Start of DOCUMENT TEXT

On review of an order granting summary judgment, we recite the facts “in the light most favorable to the nonmoving party.” Del Valle-Santana v. Servicios Legales De Puerto Rico, Inc., 804 F.3d 127, 129 (1st Cir. 2015). Here, in violation of the Federal Rules of Appellate Procedure, Wilson and JBW1 have provided no recitation of the facts with citations to the record, instead devoting almost their entire brief to simply asserting there are many issues of fact in their argument section.2 Nonetheless, we have tried to recite the facts from the record in the light most favorable to Wilson.
On July 23, 2007, JBW (which stands for “John B. Wilson“) was registered as a Massachusetts limited liability company. JBW‘s Operating Agreement stated that its “specific business purposes and activities contemplated by the founders of this LLC” included to “invest in stocks, bonds, derivatives, commodity futures, financial futures, stock index futures, options on stocks, and options on futures.”

End of DOCUMENT TEXT

DIRECTIVE A: From the court opinion excerpt, list every kind of investment that JBW's Operating Agreement names as a business purpose.

Start of SUPPLIED RECORDS

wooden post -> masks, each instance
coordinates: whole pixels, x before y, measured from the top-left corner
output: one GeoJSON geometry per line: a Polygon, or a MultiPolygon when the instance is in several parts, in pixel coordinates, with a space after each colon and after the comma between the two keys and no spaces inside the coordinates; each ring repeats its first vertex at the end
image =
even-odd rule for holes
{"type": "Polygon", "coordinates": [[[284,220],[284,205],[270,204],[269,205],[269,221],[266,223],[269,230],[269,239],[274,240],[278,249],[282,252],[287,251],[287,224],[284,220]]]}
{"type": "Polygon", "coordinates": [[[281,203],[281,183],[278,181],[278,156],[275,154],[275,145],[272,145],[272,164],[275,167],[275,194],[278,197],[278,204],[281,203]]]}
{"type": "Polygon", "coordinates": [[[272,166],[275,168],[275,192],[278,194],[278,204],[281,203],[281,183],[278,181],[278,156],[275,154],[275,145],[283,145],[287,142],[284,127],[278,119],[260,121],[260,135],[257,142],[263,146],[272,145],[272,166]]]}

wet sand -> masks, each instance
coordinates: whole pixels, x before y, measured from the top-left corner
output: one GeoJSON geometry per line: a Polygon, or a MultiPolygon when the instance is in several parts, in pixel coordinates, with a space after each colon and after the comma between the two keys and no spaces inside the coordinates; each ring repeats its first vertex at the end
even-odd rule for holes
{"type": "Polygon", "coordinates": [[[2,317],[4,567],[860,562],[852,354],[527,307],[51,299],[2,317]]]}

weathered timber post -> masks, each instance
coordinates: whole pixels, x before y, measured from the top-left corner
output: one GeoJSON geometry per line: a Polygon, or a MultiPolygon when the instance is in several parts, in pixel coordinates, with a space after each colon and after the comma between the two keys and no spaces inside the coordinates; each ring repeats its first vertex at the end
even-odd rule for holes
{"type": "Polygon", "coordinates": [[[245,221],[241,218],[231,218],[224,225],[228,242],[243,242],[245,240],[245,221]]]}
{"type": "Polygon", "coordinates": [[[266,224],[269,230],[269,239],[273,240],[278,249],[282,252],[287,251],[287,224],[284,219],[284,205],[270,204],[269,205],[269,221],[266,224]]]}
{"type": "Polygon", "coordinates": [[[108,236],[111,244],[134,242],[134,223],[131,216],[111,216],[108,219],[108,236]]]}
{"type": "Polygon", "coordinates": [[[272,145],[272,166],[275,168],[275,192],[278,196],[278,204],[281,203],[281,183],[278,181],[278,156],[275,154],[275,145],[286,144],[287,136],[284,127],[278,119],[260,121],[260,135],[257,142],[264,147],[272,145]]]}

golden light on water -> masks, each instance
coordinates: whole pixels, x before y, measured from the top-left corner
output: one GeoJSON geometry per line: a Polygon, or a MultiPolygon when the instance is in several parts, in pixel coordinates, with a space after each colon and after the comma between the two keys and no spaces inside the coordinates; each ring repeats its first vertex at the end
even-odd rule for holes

End of SUPPLIED RECORDS

DIRECTIVE B: Please copy the records from the line containing "golden light on water -> masks, each instance" through the end of the records, both ends included.

CORRECT ANSWER A:
stocks
bonds
derivatives
commodity futures
financial futures
stock index futures
options on stocks
options on futures

CORRECT ANSWER B:
golden light on water -> masks, each instance
coordinates: whole pixels, x before y, measured from the top-left corner
output: one GeoJSON geometry per line: a Polygon, or a MultiPolygon when the instance is in several parts, in pixel coordinates, with a space after each colon and after the comma between the two keys and no spaces inside the coordinates; each ring repeats its first vertex at the end
even-odd rule for holes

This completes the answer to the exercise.